### EXCERPTED RECORDS
==============================

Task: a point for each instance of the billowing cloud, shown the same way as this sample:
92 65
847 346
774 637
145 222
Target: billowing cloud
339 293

==============================

### WHAT IS REQUIRED
Set down the whole of the data, exactly as it stands.

### THE ANSWER
Task: a point for each instance of the billowing cloud, shown the same way as this sample:
92 65
847 346
774 637
145 222
Target: billowing cloud
339 293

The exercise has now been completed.